▸ EXERCISE
Copy each line of the records that contains the word "film".

▸ DATA TO EXAMINE
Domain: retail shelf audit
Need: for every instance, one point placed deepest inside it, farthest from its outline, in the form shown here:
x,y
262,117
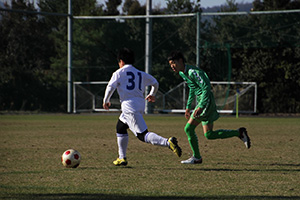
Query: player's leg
x,y
122,141
193,141
138,126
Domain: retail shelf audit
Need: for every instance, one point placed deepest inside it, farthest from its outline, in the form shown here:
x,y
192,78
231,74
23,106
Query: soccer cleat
x,y
244,137
192,160
119,162
174,146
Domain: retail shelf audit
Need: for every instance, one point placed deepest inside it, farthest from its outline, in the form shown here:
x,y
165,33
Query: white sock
x,y
155,139
122,140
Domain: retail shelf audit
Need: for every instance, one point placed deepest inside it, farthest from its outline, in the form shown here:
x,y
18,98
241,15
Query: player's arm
x,y
109,92
204,86
154,88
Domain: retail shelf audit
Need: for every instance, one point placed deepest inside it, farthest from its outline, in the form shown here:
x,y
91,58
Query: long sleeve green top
x,y
199,85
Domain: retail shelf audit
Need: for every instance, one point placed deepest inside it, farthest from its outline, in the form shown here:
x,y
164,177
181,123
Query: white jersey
x,y
130,84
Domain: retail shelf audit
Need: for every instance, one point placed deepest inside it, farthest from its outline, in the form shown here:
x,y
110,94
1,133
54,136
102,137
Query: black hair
x,y
127,55
176,55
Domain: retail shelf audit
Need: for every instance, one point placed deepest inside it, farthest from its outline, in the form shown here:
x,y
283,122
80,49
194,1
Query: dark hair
x,y
127,55
176,55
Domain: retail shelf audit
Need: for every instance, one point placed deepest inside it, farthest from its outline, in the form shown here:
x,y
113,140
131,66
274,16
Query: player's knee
x,y
209,135
121,127
141,136
188,128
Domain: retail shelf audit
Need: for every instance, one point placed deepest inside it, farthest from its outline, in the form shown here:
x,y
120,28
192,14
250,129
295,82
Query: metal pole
x,y
148,50
70,91
198,39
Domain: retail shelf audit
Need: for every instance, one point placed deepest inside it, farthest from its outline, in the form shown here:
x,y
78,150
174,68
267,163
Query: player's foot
x,y
174,146
192,160
119,162
244,137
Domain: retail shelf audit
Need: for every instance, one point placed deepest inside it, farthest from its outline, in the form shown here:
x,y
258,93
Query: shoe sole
x,y
174,141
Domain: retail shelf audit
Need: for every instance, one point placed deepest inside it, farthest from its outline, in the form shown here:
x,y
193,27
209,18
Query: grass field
x,y
31,147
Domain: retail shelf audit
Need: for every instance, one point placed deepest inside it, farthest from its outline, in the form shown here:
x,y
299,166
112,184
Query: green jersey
x,y
199,85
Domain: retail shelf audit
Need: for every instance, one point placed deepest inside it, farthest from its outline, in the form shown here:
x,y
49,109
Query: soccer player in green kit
x,y
205,112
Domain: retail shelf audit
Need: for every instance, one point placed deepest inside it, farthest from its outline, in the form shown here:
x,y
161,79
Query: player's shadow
x,y
100,196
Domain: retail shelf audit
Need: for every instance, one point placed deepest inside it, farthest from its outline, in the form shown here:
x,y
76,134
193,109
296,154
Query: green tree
x,y
24,59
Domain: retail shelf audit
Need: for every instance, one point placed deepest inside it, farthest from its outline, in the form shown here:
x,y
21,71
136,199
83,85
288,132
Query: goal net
x,y
230,97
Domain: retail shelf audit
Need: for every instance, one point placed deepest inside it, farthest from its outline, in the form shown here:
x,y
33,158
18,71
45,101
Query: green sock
x,y
193,139
221,134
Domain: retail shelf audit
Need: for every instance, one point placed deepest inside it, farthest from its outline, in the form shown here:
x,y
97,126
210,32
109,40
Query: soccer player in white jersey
x,y
130,84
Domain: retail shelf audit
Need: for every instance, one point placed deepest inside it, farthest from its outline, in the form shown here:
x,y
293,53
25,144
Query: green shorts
x,y
209,114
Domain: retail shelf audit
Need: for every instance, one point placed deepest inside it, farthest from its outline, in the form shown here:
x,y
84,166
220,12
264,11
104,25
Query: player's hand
x,y
150,98
106,105
187,114
198,112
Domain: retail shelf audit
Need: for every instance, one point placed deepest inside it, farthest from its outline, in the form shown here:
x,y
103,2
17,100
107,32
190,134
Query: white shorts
x,y
134,121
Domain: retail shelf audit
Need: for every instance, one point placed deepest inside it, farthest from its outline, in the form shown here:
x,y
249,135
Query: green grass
x,y
31,147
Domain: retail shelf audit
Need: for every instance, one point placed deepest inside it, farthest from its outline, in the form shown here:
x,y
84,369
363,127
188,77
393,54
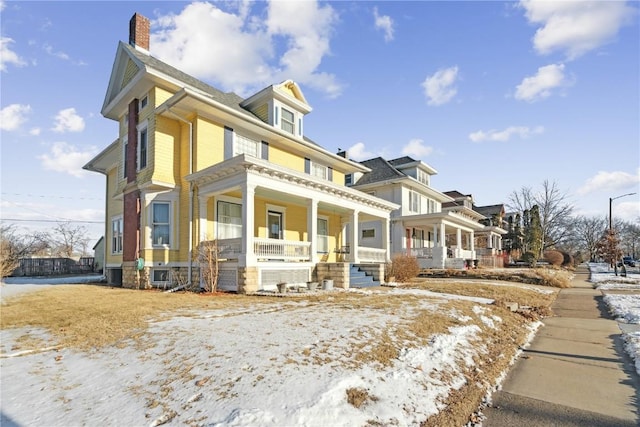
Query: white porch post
x,y
202,220
354,236
248,202
385,239
312,229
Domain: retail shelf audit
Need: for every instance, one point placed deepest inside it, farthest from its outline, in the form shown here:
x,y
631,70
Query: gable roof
x,y
167,73
381,170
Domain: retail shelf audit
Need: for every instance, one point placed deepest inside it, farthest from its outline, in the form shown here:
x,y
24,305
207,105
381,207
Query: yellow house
x,y
193,164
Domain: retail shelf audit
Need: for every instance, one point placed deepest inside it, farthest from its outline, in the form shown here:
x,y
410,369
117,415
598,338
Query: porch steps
x,y
360,279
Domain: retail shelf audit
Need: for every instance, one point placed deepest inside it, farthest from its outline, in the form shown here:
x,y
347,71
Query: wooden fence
x,y
54,266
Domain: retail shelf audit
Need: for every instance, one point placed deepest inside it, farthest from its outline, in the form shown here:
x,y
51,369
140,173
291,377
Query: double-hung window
x,y
229,220
116,235
287,121
323,235
244,145
161,223
143,141
414,201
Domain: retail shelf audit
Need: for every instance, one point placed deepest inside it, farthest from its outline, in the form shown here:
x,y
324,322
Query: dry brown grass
x,y
89,316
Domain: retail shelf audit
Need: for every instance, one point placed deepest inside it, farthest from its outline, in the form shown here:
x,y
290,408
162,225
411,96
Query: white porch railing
x,y
276,249
422,252
371,254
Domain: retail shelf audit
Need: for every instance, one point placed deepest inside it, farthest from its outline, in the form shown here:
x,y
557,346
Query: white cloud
x,y
59,54
68,121
7,56
575,27
64,157
540,86
13,116
416,148
506,134
243,52
439,88
384,23
610,181
358,152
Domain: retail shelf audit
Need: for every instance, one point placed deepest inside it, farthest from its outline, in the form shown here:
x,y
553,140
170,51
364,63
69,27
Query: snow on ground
x,y
209,368
624,305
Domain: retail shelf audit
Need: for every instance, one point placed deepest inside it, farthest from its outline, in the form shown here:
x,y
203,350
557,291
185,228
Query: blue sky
x,y
496,96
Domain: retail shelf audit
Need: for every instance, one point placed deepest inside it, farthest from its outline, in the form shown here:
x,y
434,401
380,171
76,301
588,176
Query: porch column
x,y
355,228
202,220
386,238
312,229
472,242
248,202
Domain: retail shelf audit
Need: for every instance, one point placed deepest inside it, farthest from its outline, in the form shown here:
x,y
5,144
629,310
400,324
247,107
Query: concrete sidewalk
x,y
575,373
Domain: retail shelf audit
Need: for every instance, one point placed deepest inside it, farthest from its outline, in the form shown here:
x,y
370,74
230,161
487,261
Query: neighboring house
x,y
98,255
194,164
440,229
488,240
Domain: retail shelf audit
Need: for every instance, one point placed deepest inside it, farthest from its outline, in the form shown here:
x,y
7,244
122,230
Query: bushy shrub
x,y
404,267
554,258
530,258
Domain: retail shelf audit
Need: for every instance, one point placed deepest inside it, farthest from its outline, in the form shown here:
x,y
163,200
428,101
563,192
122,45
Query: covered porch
x,y
272,224
440,240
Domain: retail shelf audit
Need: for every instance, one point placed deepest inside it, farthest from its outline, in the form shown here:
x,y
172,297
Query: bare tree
x,y
67,238
14,246
587,233
554,208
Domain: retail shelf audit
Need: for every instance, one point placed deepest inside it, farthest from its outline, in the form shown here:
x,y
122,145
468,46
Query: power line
x,y
49,196
51,220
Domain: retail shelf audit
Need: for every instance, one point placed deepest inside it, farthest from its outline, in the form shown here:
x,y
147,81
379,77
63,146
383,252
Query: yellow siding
x,y
283,158
166,153
129,72
209,144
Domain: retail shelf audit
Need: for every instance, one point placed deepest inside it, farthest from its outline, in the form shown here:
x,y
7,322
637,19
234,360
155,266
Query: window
x,y
244,145
323,235
368,233
319,171
414,201
423,177
160,275
160,223
142,148
287,121
116,235
144,101
125,146
229,220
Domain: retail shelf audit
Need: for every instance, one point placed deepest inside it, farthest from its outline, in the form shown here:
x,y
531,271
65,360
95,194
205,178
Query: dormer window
x,y
287,122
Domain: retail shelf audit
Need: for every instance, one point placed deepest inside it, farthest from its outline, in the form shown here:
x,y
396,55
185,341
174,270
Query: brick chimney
x,y
139,31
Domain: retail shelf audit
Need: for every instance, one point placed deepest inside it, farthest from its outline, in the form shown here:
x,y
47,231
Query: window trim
x,y
321,237
169,224
143,128
114,250
291,122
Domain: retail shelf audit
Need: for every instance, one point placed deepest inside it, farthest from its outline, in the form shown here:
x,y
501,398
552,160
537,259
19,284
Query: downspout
x,y
191,191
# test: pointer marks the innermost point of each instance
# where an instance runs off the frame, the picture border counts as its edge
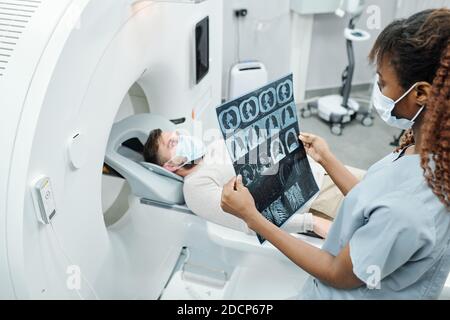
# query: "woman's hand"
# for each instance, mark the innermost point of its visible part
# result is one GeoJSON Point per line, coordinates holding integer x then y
{"type": "Point", "coordinates": [321, 226]}
{"type": "Point", "coordinates": [237, 200]}
{"type": "Point", "coordinates": [316, 147]}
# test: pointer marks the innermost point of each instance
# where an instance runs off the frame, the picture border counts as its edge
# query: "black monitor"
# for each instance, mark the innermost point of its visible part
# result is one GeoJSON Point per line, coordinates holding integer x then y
{"type": "Point", "coordinates": [202, 49]}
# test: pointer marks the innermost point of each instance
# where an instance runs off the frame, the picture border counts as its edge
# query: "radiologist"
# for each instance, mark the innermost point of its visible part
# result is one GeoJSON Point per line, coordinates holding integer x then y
{"type": "Point", "coordinates": [391, 236]}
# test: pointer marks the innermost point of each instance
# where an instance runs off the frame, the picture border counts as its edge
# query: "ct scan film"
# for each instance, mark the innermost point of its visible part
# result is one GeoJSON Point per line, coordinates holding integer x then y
{"type": "Point", "coordinates": [261, 133]}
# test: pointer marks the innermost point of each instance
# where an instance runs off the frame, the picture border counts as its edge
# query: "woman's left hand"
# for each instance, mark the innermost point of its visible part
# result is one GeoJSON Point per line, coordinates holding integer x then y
{"type": "Point", "coordinates": [237, 200]}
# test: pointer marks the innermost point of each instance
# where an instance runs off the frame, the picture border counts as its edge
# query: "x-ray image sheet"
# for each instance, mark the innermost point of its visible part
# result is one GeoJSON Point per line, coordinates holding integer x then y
{"type": "Point", "coordinates": [261, 133]}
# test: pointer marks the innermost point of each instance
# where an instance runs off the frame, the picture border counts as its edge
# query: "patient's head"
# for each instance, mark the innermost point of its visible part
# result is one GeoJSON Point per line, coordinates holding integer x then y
{"type": "Point", "coordinates": [173, 151]}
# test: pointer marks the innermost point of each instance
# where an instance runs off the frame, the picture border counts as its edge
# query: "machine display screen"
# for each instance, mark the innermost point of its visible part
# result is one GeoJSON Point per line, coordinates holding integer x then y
{"type": "Point", "coordinates": [202, 49]}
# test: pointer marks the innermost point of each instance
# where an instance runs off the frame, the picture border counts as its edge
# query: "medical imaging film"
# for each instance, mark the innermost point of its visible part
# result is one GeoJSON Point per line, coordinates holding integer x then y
{"type": "Point", "coordinates": [261, 134]}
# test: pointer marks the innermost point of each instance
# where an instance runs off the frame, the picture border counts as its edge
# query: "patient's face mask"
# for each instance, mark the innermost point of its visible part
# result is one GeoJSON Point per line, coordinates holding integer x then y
{"type": "Point", "coordinates": [385, 105]}
{"type": "Point", "coordinates": [188, 149]}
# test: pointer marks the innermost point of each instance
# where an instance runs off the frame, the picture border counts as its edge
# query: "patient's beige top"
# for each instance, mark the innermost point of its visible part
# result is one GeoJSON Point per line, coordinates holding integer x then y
{"type": "Point", "coordinates": [203, 189]}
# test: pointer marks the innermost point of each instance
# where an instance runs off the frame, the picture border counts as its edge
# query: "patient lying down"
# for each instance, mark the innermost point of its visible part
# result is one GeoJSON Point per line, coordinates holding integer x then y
{"type": "Point", "coordinates": [206, 170]}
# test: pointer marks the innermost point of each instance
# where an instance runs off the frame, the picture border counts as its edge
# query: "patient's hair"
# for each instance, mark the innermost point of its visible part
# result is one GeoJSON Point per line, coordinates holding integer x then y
{"type": "Point", "coordinates": [152, 146]}
{"type": "Point", "coordinates": [419, 50]}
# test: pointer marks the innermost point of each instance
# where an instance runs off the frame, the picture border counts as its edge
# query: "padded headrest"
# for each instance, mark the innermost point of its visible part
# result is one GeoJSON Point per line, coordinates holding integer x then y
{"type": "Point", "coordinates": [150, 182]}
{"type": "Point", "coordinates": [162, 171]}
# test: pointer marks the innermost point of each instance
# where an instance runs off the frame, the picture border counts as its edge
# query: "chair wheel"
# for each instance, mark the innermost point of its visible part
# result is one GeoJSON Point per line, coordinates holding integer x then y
{"type": "Point", "coordinates": [306, 113]}
{"type": "Point", "coordinates": [367, 121]}
{"type": "Point", "coordinates": [336, 129]}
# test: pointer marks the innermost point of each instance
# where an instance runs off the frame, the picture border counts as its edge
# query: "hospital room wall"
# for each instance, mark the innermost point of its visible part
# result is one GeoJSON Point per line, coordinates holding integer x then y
{"type": "Point", "coordinates": [265, 36]}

▸ OUTPUT FOR THIS TASK
# query: "ct scan film"
# query: "medical imaging film"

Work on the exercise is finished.